• **Aim**: Pick out each line in the data below that contains the string "xmin", and copy those lines. Case counts.

[Extracted records]

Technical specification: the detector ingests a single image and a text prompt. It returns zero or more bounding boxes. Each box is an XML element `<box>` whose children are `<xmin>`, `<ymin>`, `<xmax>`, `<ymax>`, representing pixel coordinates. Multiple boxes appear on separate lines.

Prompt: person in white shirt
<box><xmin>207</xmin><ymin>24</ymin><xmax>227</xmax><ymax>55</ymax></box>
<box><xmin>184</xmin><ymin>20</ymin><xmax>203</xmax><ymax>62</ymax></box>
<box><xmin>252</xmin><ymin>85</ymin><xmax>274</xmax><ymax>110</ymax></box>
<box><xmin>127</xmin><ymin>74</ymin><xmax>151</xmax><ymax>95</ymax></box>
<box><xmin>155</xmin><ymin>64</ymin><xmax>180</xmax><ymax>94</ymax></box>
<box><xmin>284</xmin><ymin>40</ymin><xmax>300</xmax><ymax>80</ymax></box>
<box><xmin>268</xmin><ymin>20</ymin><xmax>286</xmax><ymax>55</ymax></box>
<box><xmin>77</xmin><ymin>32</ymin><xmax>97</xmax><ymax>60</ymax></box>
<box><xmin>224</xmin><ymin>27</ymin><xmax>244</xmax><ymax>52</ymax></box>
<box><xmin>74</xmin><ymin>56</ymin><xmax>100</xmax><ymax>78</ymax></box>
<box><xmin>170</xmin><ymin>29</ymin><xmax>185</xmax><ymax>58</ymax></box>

• **In response**:
Technical specification: the detector ingests a single image and a text prompt. It returns zero or more bounding boxes. Each box is an XML element `<box>` whose children are `<xmin>`, `<ymin>`, `<xmax>`, `<ymax>`, representing pixel coordinates. Multiple boxes appear on separate lines.
<box><xmin>207</xmin><ymin>24</ymin><xmax>227</xmax><ymax>55</ymax></box>
<box><xmin>184</xmin><ymin>20</ymin><xmax>203</xmax><ymax>62</ymax></box>
<box><xmin>252</xmin><ymin>85</ymin><xmax>274</xmax><ymax>110</ymax></box>
<box><xmin>127</xmin><ymin>74</ymin><xmax>151</xmax><ymax>95</ymax></box>
<box><xmin>155</xmin><ymin>64</ymin><xmax>180</xmax><ymax>94</ymax></box>
<box><xmin>284</xmin><ymin>40</ymin><xmax>300</xmax><ymax>80</ymax></box>
<box><xmin>268</xmin><ymin>20</ymin><xmax>286</xmax><ymax>55</ymax></box>
<box><xmin>77</xmin><ymin>32</ymin><xmax>97</xmax><ymax>60</ymax></box>
<box><xmin>224</xmin><ymin>27</ymin><xmax>244</xmax><ymax>52</ymax></box>
<box><xmin>74</xmin><ymin>56</ymin><xmax>100</xmax><ymax>78</ymax></box>
<box><xmin>170</xmin><ymin>29</ymin><xmax>185</xmax><ymax>58</ymax></box>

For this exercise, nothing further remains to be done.